◆ PASSAGE PROVIDED ◆
>>>>>
So I’ve been living off-grid for a month now. Not off-grid in the sense of using an alternative energy source but just not having any electricity in our house at all.
This is because my husband and I, along with my parents, bought a very badly run-down old house in Bega where the main electrical line has been severed, presumably by its irate owners who were tired of paying the bill.
Abandoned for 10 years, with a long history of squatters and a resident possum, Rose Cottage is best described as having “a lot of potential”.
Making the cut to the power line looks like it was easy but getting it reconnected has been time-consuming and, six weeks after first applying for a new metre from the energy company, we’re still waiting.
Fingers crossed and wishing for the best, we moved in any way.
Last week, the electrician told me bluntly “you won’t get connected before Christmas”.
I was fairly terrified of the idea of living electricity-free before we moved in. I love to wake up to a hot shower and settle in to Netflix in the evening. I also love to bake and it’s Christmas! Baking season! With no oven!
I also adore my electric toothbrush, which has saved me hundreds in dentists bills over the last few years.
<<<<<
◆ DATASET ENTRIES ◆
>>>>>
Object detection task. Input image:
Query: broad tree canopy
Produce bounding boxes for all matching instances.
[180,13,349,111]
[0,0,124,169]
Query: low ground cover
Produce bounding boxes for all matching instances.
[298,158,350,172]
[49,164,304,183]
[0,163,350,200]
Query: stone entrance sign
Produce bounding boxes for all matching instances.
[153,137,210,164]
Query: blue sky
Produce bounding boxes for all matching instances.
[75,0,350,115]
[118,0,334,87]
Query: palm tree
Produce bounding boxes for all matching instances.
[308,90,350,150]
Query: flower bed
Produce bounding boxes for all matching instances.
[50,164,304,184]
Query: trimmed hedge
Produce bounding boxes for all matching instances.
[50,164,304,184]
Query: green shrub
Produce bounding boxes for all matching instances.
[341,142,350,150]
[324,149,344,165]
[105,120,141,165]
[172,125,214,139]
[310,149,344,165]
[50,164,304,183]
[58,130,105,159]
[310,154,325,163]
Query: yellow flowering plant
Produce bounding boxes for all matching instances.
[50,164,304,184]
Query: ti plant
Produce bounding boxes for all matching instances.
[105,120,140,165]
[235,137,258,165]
<<<<<
>>>>>
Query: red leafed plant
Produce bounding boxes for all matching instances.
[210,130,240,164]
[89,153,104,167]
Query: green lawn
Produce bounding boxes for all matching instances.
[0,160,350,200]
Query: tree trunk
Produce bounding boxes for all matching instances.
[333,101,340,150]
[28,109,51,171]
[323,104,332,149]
<<<<<
>>>>>
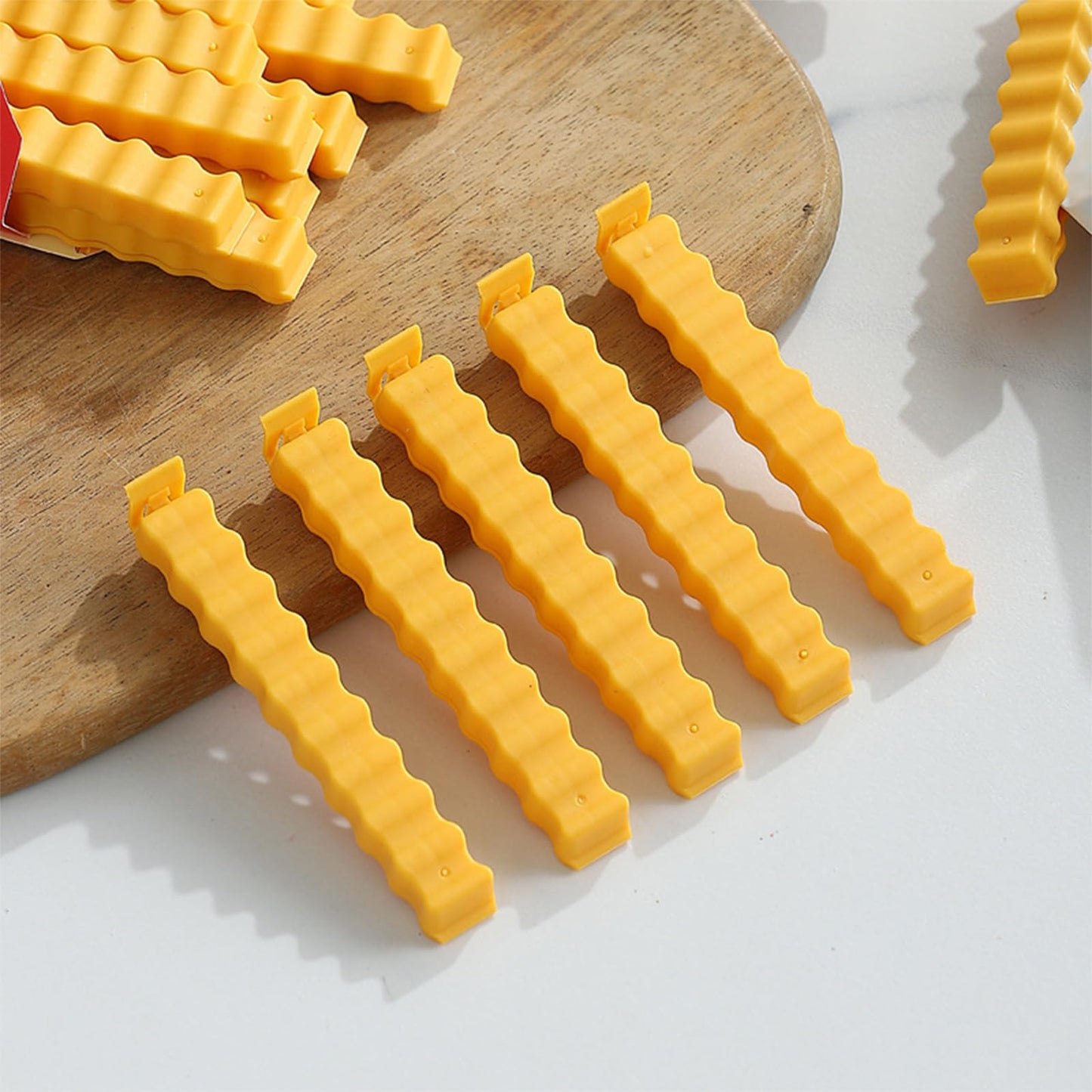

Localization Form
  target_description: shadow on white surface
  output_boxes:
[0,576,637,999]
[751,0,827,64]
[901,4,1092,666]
<<<<<
◆ EXERCISE 1 ◆
Revise the Rose Cottage passage from "Making the cut" to "With no oven!", putting "builder" in place of "electrician".
◆ EXERCISE 2 ◆
Carry on the Rose Cottage passage about living without electricity, picking up right after its last sentence.

◆ EXERCISE OUTPUT 1 ◆
Making the cut to the power line looks like it was easy but getting it reconnected has been time-consuming and, six weeks after first applying for a new metre from the energy company, we’re still waiting.
Fingers crossed and wishing for the best, we moved in any way.
Last week, the builder told me bluntly “you won’t get connected before Christmas”.
I was fairly terrified of the idea of living electricity-free before we moved in. I love to wake up to a hot shower and settle in to Netflix in the evening. I also love to bake and it’s Christmas! Baking season! With no oven!

◆ EXERCISE OUTPUT 2 ◆
From the light of our cozy rental, I pictured dark and depressing evenings at the new house, which is not only dirty but has a maze of added-on rooms with nail-studded and slumping floors, which give the effect of being slightly drunk as you veer to one side.
Living without electricity makes me think of the not-so-distant past, somewhere between caves and cottages when you had to snatch up a candle to call on your sick relatives and there was no light, and no warmth to bring comfort during times of hunger, loss and war.
It also makes me wonder about the future.
Some of our anxiety about natural disaster and climate change is linked to a fear of being cut off from things we use every day and rely on.
What if I need something and think it will be there, and it’s not?
But while I was nervous, I was also deeply curious about the challenge of camping in our own house. My husband and I both grew up rurally with little to no electricity, especially in our early childhoods, so out of everyone, surely we could adjust?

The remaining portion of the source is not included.